• [TASK PROMPT]: Word for word, transcribe the data below from the line with "Could you identify the man's hand" to the line with "Could you identify the grey hatchback", keeping both of those lines.

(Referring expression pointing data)
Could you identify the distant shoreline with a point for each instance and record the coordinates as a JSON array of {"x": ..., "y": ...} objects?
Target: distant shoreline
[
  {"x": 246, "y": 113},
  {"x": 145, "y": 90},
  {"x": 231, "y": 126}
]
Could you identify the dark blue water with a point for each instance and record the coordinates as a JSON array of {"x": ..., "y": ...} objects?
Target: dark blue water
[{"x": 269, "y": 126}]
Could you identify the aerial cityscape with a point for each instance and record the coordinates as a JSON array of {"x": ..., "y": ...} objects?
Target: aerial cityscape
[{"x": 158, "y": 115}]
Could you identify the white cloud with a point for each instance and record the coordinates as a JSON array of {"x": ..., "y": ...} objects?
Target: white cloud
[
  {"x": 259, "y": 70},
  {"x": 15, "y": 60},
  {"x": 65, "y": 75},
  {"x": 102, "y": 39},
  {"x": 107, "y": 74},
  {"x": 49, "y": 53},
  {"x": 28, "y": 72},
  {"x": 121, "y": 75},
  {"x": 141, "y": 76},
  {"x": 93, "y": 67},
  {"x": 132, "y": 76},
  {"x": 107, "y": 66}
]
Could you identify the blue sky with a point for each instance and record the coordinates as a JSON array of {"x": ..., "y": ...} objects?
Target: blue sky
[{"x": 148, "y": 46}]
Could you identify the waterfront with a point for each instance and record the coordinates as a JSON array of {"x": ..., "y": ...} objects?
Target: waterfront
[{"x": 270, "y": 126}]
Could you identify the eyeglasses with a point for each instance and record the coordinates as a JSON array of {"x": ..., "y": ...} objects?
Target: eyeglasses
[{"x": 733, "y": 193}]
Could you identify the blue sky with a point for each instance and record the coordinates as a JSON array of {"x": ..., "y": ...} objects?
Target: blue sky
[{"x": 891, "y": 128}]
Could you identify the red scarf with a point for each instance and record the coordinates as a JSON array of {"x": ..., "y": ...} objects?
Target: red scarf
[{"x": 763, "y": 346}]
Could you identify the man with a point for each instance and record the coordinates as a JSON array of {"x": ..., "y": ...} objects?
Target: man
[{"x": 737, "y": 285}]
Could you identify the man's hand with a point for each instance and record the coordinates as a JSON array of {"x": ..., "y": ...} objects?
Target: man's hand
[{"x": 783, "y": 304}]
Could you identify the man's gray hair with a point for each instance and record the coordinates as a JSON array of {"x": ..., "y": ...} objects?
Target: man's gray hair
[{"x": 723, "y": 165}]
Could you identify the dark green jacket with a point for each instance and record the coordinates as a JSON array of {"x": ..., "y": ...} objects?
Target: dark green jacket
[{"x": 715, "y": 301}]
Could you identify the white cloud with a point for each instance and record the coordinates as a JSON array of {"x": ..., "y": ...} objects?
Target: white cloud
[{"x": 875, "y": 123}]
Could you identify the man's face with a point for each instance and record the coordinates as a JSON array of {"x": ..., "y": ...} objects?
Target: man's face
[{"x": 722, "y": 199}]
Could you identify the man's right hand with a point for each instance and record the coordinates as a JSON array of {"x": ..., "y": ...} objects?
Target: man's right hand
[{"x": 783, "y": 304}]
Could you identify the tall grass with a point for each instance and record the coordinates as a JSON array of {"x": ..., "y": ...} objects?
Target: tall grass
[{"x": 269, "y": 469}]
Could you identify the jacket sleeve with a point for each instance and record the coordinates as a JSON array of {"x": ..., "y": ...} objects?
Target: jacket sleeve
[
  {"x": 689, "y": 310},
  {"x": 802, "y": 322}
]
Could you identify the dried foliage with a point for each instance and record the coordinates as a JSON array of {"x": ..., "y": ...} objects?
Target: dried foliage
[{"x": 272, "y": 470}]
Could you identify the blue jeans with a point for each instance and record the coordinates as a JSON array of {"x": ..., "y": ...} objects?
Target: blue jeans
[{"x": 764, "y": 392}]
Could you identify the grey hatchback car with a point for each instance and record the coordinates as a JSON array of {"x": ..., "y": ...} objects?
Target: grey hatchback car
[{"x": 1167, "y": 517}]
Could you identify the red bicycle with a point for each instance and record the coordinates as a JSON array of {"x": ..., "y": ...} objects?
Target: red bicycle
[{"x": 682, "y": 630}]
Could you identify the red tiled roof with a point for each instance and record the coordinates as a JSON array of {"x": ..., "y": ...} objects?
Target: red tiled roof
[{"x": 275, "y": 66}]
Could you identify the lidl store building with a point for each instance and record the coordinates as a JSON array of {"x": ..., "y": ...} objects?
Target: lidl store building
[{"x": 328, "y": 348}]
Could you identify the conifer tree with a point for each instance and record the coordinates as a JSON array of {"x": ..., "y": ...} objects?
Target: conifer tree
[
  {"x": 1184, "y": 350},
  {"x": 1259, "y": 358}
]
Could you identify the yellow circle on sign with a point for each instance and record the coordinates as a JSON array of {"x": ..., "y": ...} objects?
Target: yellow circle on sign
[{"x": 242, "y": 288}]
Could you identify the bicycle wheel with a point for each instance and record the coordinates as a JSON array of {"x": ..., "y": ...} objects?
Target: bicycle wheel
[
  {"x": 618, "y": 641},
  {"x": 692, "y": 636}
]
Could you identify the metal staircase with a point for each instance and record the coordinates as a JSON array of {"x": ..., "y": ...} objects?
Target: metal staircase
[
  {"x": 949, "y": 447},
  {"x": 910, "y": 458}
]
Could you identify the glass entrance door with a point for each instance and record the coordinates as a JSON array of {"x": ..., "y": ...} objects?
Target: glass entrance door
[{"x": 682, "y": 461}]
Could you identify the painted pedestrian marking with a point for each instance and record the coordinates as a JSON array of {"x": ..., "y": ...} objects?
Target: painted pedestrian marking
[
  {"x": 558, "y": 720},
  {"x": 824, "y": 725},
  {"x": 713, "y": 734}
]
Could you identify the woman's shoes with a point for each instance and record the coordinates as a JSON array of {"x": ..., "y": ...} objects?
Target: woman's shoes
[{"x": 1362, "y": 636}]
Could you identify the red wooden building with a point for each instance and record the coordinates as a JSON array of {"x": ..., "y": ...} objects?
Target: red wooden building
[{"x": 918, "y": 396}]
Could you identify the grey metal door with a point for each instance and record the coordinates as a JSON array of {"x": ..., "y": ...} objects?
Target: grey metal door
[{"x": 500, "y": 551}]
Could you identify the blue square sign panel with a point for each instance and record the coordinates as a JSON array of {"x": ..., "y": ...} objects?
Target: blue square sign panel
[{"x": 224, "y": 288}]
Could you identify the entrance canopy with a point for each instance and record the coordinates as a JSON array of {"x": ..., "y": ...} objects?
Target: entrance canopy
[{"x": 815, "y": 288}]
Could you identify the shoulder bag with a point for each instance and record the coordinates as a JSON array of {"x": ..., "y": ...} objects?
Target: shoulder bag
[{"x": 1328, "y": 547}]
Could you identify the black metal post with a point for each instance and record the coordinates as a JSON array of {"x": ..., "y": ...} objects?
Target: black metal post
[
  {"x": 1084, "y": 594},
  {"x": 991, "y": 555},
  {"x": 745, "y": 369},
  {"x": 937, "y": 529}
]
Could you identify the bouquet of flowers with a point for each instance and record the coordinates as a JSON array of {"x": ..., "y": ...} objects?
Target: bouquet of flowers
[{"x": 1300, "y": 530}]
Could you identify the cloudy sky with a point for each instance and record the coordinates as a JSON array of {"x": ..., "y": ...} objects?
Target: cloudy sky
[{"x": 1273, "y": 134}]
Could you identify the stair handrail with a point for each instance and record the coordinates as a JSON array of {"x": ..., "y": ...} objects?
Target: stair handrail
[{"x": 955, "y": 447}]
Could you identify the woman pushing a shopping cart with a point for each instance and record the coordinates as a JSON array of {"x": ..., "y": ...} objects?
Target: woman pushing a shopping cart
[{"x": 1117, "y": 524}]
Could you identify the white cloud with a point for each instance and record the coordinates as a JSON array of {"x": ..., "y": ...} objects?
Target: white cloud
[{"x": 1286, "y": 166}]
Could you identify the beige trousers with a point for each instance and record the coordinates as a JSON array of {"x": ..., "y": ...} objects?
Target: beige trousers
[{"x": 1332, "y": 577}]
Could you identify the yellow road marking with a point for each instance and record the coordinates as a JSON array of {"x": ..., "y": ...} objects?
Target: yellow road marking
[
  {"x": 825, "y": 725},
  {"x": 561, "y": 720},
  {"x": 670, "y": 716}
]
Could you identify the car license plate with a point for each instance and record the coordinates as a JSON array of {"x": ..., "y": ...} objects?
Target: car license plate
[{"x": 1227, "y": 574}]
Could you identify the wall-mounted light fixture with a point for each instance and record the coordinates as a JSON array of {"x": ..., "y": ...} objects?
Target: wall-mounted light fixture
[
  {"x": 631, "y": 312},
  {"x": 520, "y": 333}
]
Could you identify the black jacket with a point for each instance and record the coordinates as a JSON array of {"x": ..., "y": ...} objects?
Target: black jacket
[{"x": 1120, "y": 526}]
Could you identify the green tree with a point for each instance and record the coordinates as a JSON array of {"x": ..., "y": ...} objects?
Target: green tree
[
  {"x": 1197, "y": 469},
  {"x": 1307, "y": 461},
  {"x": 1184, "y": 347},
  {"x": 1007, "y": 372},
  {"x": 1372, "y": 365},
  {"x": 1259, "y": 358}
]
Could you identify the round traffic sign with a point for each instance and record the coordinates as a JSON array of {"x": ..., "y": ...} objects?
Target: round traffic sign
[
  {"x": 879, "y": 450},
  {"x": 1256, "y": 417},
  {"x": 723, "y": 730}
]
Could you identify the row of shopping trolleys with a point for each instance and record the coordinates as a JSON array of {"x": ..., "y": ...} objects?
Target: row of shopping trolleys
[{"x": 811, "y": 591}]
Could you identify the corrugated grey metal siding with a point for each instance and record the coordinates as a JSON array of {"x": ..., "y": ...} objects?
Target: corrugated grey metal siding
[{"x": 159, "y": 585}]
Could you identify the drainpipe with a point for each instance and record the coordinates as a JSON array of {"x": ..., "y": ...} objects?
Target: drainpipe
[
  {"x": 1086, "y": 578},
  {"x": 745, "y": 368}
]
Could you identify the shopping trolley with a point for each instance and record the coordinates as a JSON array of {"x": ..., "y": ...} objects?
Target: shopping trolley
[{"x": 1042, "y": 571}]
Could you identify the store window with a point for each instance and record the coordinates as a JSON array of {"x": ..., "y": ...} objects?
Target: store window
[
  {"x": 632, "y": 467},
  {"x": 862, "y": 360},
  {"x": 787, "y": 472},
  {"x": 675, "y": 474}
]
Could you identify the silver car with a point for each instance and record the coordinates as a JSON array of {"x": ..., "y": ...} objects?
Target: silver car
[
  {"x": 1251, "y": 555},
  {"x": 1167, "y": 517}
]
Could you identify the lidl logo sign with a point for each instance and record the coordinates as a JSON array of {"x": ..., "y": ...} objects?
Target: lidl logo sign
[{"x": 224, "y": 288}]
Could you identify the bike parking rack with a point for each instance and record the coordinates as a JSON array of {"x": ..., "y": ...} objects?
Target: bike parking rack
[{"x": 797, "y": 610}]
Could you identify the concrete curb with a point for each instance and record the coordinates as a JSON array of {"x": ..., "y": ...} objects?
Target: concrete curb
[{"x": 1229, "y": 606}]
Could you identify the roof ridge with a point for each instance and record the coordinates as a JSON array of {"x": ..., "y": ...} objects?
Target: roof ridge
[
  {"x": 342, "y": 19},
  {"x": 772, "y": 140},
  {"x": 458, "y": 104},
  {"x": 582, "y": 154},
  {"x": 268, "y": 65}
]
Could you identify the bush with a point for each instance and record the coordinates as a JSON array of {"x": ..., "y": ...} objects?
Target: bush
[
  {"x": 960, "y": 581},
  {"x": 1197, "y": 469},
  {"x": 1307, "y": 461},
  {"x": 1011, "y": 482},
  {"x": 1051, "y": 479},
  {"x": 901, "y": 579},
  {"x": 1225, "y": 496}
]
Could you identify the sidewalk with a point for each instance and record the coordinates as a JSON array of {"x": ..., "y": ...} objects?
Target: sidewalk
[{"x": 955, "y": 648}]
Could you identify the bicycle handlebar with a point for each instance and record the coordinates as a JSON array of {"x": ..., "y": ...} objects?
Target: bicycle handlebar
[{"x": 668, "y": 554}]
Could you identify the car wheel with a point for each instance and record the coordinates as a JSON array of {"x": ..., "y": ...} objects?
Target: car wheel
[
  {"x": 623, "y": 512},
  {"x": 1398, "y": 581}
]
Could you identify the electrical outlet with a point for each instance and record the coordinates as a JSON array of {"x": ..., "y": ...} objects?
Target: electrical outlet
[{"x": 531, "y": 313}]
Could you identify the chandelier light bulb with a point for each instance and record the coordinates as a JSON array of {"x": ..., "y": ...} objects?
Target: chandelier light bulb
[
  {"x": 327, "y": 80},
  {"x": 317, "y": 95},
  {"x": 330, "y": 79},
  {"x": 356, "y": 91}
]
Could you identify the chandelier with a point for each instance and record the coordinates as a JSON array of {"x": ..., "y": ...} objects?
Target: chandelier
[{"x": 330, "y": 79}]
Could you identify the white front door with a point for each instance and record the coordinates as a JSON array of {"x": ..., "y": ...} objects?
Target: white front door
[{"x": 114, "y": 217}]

• [TASK OUTPUT]:
Could you identify the man's hand with a point for each instance and record the coordinates as a JSON array of {"x": ..., "y": ...} objects?
Target: man's hand
[{"x": 783, "y": 304}]
Could you identify the man's gray hair with a point for each instance and record the coordinates as a JSON array of {"x": ..., "y": ...} objects?
Target: man's gray hair
[{"x": 723, "y": 165}]
Could you identify the dark green jacket with a point for each instance and record the coordinates as a JSON array of {"x": ..., "y": ...} objects?
Target: dark green jacket
[{"x": 715, "y": 301}]
Could you identify the white cloud with a point for each instance and record the coordinates as a JSON array of {"x": ..., "y": ...} objects?
Target: white cloud
[{"x": 875, "y": 123}]
Could you identify the man's face with a point for each instance and record the coordinates as a JSON array of {"x": ..., "y": ...} objects?
Target: man's face
[{"x": 722, "y": 199}]
Could you identify the man's right hand with a point for each instance and record the coordinates as a JSON array of {"x": ..., "y": ...} objects?
Target: man's right hand
[{"x": 783, "y": 304}]
Could you identify the tall grass with a point for each instance and record the coordinates as a JSON array of {"x": ..., "y": ...} objects?
Target: tall grass
[{"x": 269, "y": 469}]
Could you identify the jacket sleeve with a point for each instance and record the coordinates as a JSON array of {"x": ..., "y": ...} objects?
Target: jacket sleeve
[
  {"x": 689, "y": 310},
  {"x": 802, "y": 322}
]
Could you identify the dried foliage with a point for each instance and record the coordinates as a JSON array of {"x": ..., "y": ...} objects?
Target: dried foliage
[{"x": 272, "y": 470}]
Could you identify the blue jeans with a point for each instance and record the coordinates as a JSON array of {"x": ..., "y": ...} objects?
Target: blue jeans
[{"x": 764, "y": 392}]
Could you identify the grey hatchback car with a point for each instance and record the coordinates as a JSON array of {"x": ..., "y": ...} objects?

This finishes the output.